*WHAT YOU NEED TO DO*. Pull out every line below that contains the string "smoke", copying each one whole. Case counts.

#### RECORDS PROVIDED ####

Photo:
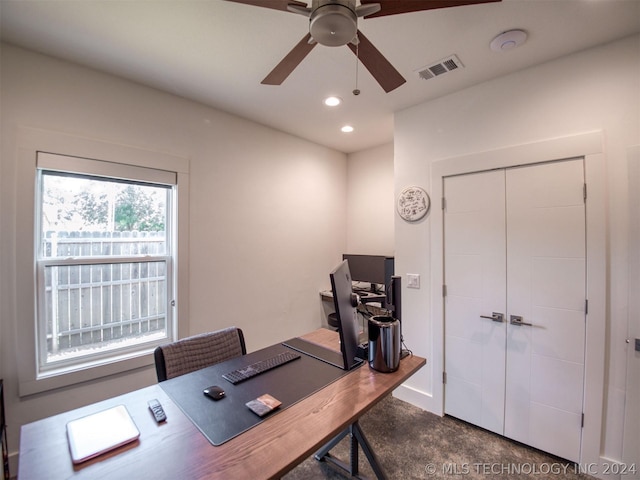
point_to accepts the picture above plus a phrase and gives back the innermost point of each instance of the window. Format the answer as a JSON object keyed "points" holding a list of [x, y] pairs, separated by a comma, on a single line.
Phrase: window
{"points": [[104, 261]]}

####
#### RECORDS PROVIDED ####

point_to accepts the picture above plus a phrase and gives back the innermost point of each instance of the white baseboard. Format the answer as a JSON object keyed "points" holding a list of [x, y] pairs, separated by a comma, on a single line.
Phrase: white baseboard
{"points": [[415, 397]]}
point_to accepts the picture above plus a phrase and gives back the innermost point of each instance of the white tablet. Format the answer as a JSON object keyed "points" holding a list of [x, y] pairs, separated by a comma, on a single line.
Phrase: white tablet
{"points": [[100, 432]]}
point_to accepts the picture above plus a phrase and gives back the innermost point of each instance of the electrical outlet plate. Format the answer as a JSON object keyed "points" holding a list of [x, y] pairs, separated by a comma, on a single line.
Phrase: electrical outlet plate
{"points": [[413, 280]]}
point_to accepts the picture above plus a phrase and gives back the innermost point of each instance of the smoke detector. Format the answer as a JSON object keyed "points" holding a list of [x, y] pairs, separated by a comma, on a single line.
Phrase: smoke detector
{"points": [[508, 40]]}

####

*EXERCISE RESULT*.
point_to accepts the picture above plus a phrase and gives back the innermost point of each instance of the smoke detector. Format the answer as a JSON object keyed "points" holding a list of [x, y] pairs, separated by a comma, on a single line.
Phrase: smoke detector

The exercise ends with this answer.